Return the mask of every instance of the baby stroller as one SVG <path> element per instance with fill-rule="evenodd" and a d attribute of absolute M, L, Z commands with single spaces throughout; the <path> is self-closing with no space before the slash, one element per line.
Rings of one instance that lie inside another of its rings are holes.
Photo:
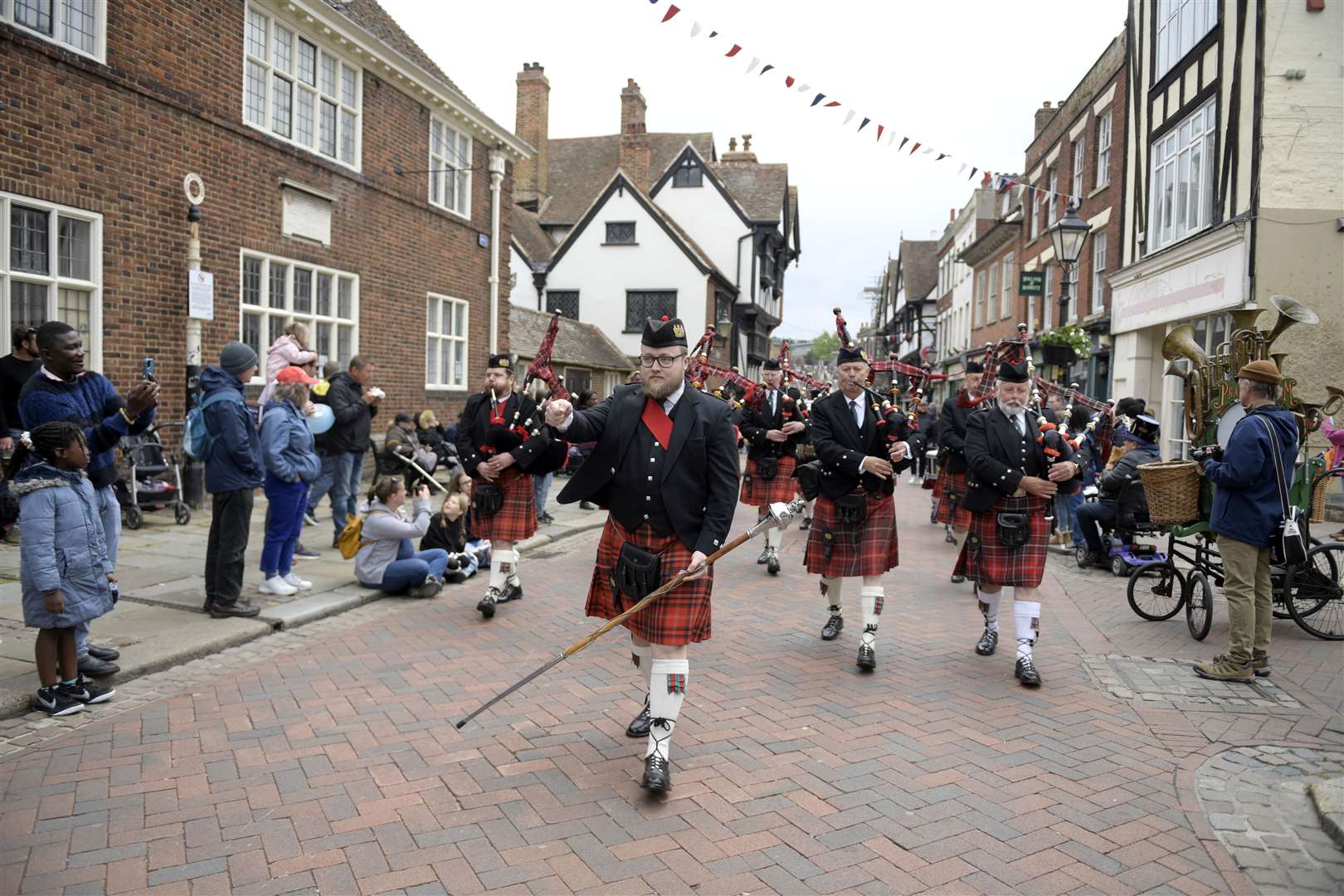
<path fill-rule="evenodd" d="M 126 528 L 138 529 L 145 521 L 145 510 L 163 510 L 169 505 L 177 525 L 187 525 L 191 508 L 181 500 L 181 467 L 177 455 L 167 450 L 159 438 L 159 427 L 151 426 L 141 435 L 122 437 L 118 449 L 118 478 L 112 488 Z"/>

|---|

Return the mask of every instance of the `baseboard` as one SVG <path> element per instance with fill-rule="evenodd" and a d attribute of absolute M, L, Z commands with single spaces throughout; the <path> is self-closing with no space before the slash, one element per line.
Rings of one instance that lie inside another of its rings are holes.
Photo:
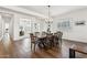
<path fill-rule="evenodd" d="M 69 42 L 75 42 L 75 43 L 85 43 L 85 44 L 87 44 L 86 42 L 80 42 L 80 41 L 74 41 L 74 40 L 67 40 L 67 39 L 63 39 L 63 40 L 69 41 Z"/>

|---|

**Task details**
Reproduce the material from the line with "Return the mask of every instance of the baby" up to and including the line with "126 528 L 138", offsetting every coordinate in the path outlines by -40 and leaving out the pictures.

**Response below**
Return the mask of every instance of the baby stroller as one SVG <path> element per instance with fill-rule="evenodd" and a d attribute of absolute M, L, Z commands with single spaces throughout; the <path> is self-closing with no space before the slash, one element per line.
Rings of one instance that lie inside another of its rings are holes.
Photo:
<path fill-rule="evenodd" d="M 86 488 L 98 489 L 105 481 L 105 470 L 123 470 L 129 465 L 137 485 L 147 485 L 151 468 L 141 460 L 141 427 L 137 415 L 127 410 L 119 398 L 119 387 L 111 386 L 101 395 L 82 397 L 78 409 L 78 438 L 72 448 Z"/>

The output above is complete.